# [Task goal]
Repeat the items word for word, from their first line up to and including the line that contains "box: [236, 0, 363, 111]".
---
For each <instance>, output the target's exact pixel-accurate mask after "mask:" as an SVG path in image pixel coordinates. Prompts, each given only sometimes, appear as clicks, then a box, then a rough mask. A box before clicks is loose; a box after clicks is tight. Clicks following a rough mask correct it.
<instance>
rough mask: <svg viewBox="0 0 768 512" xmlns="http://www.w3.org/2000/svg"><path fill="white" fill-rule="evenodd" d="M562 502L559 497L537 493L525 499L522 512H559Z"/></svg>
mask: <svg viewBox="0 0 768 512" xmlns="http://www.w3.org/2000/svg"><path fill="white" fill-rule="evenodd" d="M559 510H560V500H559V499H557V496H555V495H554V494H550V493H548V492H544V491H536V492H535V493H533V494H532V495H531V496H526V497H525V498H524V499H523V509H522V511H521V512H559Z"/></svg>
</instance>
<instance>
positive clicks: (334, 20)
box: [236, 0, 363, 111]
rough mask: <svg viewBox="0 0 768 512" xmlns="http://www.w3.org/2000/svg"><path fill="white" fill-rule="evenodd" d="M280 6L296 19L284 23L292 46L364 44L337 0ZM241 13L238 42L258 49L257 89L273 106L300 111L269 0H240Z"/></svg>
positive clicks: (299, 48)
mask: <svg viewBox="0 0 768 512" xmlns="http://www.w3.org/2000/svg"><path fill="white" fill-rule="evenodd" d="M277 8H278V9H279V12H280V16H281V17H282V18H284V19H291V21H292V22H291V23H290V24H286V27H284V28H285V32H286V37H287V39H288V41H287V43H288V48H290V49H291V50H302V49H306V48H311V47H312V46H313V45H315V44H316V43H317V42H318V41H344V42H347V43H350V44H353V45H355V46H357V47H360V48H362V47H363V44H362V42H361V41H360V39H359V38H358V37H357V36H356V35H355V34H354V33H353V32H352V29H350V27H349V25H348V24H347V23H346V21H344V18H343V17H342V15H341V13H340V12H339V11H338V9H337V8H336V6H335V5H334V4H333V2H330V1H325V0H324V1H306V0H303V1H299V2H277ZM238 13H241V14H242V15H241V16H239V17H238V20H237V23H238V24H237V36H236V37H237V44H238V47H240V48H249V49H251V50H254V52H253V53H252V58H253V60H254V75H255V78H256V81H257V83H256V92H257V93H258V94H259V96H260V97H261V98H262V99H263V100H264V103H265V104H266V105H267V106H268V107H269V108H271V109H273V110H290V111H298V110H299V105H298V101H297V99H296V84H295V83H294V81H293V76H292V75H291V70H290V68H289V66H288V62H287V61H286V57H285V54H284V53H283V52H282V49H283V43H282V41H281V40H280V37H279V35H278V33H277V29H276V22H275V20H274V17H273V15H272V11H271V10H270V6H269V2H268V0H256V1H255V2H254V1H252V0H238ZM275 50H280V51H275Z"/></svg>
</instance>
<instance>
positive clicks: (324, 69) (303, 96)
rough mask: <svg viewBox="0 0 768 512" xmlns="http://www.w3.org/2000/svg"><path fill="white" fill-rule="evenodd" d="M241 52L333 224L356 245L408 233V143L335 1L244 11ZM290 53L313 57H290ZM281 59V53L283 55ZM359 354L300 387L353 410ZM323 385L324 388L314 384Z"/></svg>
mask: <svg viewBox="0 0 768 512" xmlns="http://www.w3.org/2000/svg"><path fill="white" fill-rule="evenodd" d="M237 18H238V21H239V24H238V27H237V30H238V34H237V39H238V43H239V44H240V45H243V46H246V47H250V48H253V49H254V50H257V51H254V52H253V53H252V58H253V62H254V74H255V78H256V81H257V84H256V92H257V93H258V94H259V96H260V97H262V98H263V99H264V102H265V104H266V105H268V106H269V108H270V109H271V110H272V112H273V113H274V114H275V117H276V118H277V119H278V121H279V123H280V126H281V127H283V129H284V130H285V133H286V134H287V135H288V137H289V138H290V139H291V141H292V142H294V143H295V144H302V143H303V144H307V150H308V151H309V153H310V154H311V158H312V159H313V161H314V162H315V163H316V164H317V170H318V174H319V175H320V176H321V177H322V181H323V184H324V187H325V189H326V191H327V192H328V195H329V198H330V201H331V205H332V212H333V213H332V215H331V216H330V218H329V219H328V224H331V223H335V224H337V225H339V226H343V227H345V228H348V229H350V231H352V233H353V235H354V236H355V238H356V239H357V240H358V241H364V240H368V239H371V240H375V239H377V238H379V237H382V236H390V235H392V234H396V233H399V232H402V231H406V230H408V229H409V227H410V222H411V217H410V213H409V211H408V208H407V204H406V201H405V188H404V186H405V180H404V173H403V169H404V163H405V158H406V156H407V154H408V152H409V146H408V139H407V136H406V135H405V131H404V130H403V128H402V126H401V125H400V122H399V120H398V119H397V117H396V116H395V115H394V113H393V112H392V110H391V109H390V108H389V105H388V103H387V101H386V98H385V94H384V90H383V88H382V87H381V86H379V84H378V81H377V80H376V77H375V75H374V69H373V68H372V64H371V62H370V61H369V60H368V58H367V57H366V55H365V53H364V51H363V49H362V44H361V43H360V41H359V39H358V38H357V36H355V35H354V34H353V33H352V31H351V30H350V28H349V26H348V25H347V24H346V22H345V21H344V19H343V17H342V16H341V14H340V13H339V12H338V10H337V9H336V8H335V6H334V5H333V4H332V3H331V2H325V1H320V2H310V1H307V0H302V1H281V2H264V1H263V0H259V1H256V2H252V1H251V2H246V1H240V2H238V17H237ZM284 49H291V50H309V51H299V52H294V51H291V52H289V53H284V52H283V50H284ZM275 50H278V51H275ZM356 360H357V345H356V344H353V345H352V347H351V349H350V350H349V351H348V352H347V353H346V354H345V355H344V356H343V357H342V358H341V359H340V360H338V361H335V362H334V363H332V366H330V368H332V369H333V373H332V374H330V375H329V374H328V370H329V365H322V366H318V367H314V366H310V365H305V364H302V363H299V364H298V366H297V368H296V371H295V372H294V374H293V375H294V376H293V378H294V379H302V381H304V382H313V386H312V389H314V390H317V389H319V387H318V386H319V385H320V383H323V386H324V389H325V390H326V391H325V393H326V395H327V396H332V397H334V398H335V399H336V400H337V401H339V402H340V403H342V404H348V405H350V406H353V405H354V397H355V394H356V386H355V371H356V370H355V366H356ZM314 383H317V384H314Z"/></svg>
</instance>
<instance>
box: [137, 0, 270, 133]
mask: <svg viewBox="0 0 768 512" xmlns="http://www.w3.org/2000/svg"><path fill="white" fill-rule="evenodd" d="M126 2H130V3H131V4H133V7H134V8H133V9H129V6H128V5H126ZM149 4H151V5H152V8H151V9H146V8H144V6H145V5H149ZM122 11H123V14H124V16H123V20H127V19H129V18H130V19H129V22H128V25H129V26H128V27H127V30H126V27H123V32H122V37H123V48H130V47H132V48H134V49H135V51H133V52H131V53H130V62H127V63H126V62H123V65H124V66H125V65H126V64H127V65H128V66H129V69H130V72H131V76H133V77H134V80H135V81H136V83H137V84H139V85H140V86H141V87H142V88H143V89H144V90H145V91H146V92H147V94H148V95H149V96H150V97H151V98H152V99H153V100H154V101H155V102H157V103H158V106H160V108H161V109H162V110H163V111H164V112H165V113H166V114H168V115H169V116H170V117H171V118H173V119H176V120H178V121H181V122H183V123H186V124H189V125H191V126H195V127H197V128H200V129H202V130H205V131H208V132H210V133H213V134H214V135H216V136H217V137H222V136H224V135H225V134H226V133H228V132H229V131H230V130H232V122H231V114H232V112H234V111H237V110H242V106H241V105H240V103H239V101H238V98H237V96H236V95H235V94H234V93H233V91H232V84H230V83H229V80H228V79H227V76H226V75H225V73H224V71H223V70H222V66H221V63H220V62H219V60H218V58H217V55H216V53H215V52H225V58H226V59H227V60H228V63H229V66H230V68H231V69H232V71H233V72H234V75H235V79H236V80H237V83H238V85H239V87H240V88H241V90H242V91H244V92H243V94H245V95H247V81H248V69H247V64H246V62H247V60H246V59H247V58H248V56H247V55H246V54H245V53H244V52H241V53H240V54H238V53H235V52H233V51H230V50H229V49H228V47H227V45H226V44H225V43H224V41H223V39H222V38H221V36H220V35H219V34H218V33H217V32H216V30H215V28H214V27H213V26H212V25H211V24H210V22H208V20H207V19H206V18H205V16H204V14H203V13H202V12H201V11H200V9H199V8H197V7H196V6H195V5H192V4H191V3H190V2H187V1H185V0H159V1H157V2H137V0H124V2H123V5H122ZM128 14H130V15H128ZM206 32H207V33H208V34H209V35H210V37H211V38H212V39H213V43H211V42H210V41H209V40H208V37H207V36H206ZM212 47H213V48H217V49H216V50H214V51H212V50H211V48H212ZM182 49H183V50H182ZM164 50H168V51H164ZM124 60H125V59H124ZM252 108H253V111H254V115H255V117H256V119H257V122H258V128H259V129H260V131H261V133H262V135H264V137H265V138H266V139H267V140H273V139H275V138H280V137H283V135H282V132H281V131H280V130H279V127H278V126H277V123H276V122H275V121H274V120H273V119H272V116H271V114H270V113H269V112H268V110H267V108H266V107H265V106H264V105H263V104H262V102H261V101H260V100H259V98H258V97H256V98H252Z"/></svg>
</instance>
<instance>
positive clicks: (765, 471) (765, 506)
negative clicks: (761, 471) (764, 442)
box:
---
# [Exercise answer]
For each <instance>, output the target's exact pixel-accurate mask after "mask:" as an SVG path in image pixel coordinates. Prompts, each given only sometimes, appear as clicks, then a box, then a rough mask. A box before clicks is loose; a box after clicks is tight. Clicks following a rough mask correct it.
<instance>
rough mask: <svg viewBox="0 0 768 512" xmlns="http://www.w3.org/2000/svg"><path fill="white" fill-rule="evenodd" d="M562 502L559 497L537 493L525 499L522 512H559Z"/></svg>
mask: <svg viewBox="0 0 768 512" xmlns="http://www.w3.org/2000/svg"><path fill="white" fill-rule="evenodd" d="M559 510H560V500H559V499H557V496H555V495H554V494H550V493H548V492H544V491H536V492H535V493H533V494H532V495H531V496H526V497H525V498H524V499H523V509H522V511H521V512H559Z"/></svg>
</instance>
<instance>
positive clicks: (334, 20)
box: [236, 0, 363, 111]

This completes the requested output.